# How do you align tailstock when drilling?



## jriechel (Mar 9, 2012)

I've found several threads discussing finding the center of a blank and getting the bit to start there, but my problem is slightly different. 

Even if the bit starts dead-center, if the axis of the tailstock is not parallel with the axis of rotation of the blank while it spins in the chuck, then the bit exits off center, and wobbles while doing it. 

How do you determine if the two axes are parallel with each other? My tailstock has quite a bit of side-to-side play that makes alignment a real puzzle for me. Any machinists out there? How about just somebody that has more of a clue than I do?

Thanks for thinking this one over for me.

Jeff


----------



## frank123 (Mar 10, 2012)

You really shouldn't have any noticeable side to side play in the tail stock.

If the play is in the fit of the tail stock to the ways, this is difficult to correct but if it is just in the shaft part of it it may be less of a problem.

Task instructions:
**1)** Do these statements agree with the thread on tailstock alignment? Answer yes or no for each, quoting the words that decide it.
(a) jriechel's tailstock has a lot of side-to-side play.
(b) jriechel's problem is getting the bit to start at the center of the blank.
(c) frank123 says play in the fit of the tailstock to the ways is easy to correct.
**2)** Reproduce the part of the tailstock thread between "If the play" and "of a problem.", inclusive.
The lines that come next have no connection to the tailstock thread.

Recorded data:

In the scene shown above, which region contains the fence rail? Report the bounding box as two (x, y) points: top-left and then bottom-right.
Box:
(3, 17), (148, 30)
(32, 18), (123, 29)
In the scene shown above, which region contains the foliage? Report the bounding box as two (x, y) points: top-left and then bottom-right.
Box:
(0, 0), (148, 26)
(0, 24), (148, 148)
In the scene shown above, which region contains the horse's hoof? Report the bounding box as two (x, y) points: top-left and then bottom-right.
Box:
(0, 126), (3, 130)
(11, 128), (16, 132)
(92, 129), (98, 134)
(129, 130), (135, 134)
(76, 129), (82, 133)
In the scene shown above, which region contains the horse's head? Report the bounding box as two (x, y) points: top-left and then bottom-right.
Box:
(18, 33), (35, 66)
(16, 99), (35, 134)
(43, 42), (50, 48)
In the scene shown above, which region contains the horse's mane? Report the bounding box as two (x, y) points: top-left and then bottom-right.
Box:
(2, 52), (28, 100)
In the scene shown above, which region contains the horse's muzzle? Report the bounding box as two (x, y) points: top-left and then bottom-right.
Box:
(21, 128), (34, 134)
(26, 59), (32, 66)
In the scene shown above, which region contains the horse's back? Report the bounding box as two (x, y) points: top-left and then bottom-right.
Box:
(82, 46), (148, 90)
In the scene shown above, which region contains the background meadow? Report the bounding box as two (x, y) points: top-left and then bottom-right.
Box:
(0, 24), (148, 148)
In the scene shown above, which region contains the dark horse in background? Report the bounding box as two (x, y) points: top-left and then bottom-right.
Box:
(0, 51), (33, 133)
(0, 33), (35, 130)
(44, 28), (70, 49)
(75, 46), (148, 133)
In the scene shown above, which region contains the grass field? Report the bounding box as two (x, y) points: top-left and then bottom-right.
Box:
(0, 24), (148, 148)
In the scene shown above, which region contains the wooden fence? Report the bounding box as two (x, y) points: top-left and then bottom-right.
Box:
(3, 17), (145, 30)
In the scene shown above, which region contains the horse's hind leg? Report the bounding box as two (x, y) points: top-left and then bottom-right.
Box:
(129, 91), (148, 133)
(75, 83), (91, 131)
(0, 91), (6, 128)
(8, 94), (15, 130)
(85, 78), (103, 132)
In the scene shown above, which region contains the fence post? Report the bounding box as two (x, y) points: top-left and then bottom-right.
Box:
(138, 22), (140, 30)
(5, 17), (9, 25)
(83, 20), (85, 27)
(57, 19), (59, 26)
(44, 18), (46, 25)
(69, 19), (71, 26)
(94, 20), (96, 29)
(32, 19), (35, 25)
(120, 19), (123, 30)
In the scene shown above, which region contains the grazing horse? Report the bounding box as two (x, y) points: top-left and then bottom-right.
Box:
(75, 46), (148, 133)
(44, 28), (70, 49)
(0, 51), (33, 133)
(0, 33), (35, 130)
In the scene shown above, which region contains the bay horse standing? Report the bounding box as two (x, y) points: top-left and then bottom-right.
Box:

Correct answers:
**1)**
(a) Yes: "My tailstock has quite a bit of side-to-side play"
(b) No: "my problem is slightly different"
(c) No: "this is difficult to correct"

**2)**
If the play is in the fit of the tail stock to the ways, this is difficult to correct but if it is just in the shaft part of it it may be less of a problem.